RECORDS SHOWN →
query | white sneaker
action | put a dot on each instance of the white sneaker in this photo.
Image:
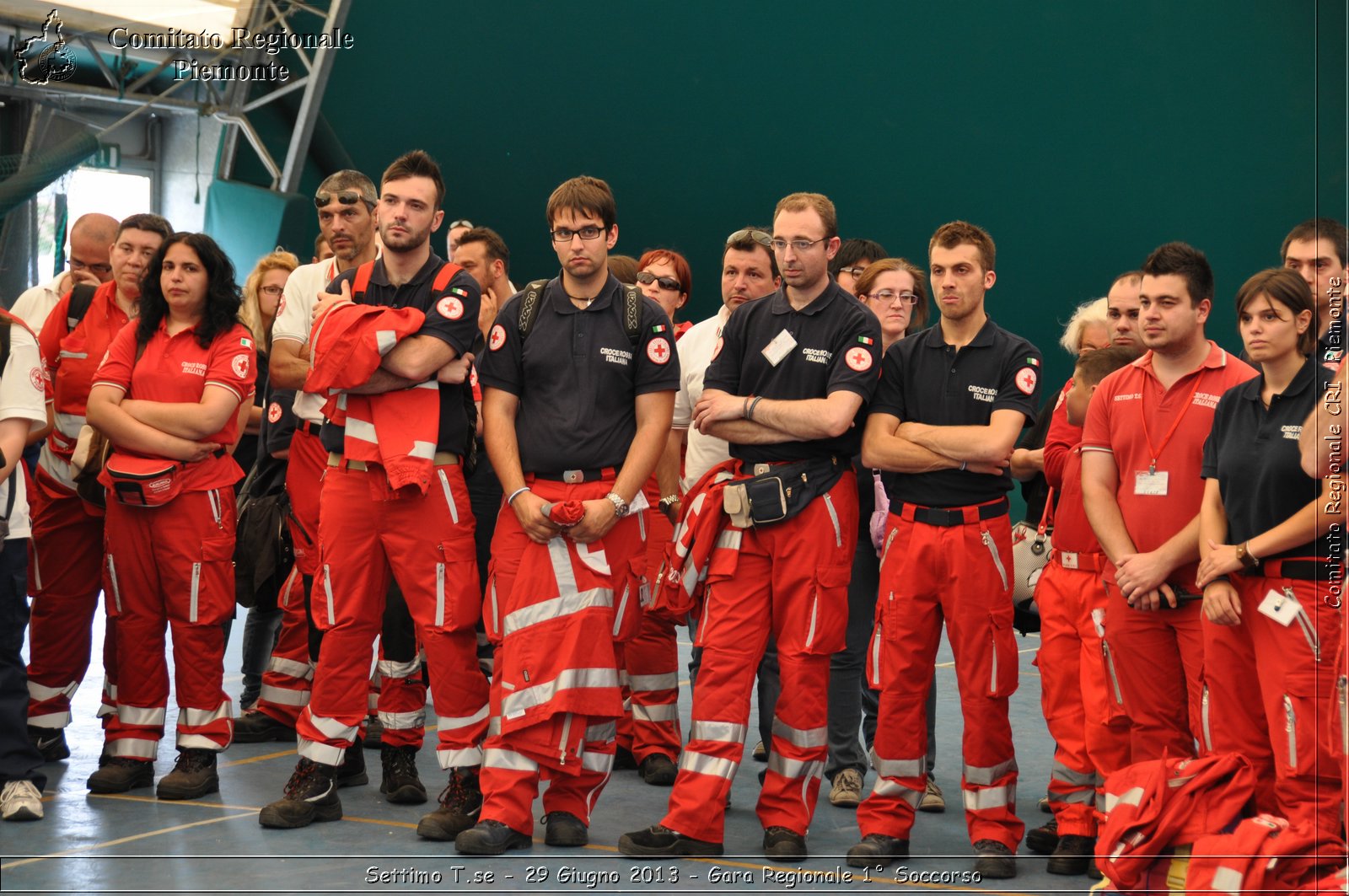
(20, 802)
* * *
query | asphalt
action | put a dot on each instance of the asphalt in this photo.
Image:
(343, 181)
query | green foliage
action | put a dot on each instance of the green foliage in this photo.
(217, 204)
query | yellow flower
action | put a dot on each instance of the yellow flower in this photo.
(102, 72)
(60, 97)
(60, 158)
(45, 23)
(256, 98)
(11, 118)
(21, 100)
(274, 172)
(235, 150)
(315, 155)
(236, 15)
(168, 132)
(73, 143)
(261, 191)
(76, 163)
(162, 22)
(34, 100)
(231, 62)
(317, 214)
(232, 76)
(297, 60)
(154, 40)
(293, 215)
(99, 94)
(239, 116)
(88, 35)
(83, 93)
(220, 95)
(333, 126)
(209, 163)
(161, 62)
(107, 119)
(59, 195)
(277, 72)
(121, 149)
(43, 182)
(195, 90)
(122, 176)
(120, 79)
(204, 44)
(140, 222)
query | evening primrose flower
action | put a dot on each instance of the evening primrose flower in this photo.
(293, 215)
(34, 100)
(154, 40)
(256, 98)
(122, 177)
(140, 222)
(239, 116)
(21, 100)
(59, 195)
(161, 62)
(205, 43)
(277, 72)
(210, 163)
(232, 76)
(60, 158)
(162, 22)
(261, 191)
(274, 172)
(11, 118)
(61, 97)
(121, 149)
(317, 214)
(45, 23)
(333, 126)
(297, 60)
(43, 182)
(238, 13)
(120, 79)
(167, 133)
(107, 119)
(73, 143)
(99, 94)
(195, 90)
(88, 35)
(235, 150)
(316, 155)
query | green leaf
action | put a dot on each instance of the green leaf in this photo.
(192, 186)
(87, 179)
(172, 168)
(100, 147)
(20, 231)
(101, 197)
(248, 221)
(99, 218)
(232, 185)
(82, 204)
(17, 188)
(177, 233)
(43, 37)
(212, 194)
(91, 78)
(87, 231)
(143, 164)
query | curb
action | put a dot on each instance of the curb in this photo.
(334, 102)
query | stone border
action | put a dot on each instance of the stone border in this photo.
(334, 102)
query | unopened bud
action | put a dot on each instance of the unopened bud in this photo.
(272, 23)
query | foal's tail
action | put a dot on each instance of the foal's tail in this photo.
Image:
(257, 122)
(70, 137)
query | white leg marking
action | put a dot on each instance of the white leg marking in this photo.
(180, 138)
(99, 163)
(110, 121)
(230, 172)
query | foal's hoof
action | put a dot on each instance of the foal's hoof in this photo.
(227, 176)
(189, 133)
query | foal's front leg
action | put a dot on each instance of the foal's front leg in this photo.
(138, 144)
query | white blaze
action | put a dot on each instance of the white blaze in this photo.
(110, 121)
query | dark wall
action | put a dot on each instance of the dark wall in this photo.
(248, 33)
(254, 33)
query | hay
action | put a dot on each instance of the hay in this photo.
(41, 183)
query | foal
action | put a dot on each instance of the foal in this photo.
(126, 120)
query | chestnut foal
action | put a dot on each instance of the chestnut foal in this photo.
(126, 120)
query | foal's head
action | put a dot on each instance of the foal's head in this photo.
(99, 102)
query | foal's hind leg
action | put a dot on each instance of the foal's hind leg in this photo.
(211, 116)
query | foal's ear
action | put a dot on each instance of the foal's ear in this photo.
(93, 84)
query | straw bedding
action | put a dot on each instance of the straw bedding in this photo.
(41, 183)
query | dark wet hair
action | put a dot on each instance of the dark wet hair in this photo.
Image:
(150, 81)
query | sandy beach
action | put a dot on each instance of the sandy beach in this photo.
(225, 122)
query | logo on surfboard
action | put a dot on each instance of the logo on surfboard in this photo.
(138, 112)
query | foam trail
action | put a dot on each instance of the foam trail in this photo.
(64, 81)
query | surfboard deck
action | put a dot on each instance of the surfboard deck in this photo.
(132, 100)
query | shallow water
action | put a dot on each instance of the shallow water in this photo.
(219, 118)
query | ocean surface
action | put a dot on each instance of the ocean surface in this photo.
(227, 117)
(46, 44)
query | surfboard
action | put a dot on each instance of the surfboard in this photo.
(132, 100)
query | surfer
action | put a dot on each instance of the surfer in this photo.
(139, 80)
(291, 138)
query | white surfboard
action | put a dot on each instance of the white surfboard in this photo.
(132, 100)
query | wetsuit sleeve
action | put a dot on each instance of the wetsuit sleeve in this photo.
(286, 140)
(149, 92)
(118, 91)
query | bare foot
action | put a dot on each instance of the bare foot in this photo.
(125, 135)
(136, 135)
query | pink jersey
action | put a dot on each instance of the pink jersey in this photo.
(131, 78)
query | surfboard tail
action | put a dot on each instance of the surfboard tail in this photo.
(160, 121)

YOUR OBJECTIVE → Look through the records above for the string "asphalt", then copy every line that has it.

WRITTEN ANSWER →
query | asphalt
action | put a dot on each instance of the asphalt in this photo.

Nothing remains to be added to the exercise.